Exercise: Only one span of the listing below should come back. It runs from the line with "Query: fishing net" through the line with "[indicate] person wearing", and each of its lines must be reproduced exactly.

Material for this task:

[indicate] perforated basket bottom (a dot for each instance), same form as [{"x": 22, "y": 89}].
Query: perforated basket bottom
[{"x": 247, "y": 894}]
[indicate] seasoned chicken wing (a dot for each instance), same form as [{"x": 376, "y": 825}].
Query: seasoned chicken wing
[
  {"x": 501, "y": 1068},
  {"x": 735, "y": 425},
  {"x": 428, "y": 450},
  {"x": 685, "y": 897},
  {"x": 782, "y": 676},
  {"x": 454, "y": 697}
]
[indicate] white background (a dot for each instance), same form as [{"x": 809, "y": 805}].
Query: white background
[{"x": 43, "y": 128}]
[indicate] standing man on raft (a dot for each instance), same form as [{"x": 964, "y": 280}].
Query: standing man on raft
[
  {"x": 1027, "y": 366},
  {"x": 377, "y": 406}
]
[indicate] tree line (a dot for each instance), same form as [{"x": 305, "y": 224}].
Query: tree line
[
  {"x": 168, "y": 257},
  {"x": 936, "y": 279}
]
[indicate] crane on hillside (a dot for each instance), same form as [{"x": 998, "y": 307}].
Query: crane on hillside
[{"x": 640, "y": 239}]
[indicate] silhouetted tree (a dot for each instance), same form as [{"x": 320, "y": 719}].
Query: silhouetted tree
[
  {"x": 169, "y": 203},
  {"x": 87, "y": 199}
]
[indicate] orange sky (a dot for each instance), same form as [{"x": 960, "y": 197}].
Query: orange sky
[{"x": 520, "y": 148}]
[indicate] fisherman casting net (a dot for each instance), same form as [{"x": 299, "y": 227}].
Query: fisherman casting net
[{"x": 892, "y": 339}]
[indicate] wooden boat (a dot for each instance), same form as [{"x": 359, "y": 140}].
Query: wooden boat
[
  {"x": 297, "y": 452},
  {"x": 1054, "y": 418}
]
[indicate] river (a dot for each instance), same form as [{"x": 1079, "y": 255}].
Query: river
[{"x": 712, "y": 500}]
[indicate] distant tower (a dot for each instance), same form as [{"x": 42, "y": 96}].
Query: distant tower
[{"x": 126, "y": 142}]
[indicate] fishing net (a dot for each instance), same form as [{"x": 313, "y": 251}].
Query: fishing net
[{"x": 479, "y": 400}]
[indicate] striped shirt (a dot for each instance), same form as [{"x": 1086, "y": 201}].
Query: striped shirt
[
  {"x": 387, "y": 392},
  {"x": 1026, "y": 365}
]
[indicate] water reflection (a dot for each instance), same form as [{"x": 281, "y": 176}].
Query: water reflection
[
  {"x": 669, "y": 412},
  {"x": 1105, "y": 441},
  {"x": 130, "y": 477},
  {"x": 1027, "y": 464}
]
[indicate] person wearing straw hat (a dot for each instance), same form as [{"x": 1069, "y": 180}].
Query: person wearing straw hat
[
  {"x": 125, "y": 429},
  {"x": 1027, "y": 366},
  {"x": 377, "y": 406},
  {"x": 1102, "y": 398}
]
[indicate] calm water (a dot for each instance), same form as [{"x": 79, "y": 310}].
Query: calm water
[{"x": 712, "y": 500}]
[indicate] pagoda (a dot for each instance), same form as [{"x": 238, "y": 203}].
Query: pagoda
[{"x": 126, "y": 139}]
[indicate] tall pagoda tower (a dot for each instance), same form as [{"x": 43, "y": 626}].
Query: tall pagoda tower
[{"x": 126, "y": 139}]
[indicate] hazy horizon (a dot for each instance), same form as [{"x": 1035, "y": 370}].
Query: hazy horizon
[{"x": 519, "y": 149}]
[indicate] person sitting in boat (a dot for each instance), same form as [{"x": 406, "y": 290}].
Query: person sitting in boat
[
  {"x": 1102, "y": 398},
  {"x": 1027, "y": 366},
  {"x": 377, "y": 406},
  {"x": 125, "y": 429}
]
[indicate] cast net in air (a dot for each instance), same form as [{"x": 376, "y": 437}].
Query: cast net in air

Answer space:
Query: fishing net
[{"x": 479, "y": 400}]
[indicate] striped shirt (a dot for each instance), same form as [{"x": 1086, "y": 201}].
Query: striped shirt
[
  {"x": 387, "y": 392},
  {"x": 1026, "y": 365}
]
[indicate] water reflection (a dot for each instance), same form as [{"x": 281, "y": 176}].
Query: water reflection
[
  {"x": 669, "y": 412},
  {"x": 1105, "y": 441},
  {"x": 130, "y": 477},
  {"x": 1027, "y": 464}
]
[indicate] person wearing straw hat (a dot for each instance), same form as [{"x": 1069, "y": 180}].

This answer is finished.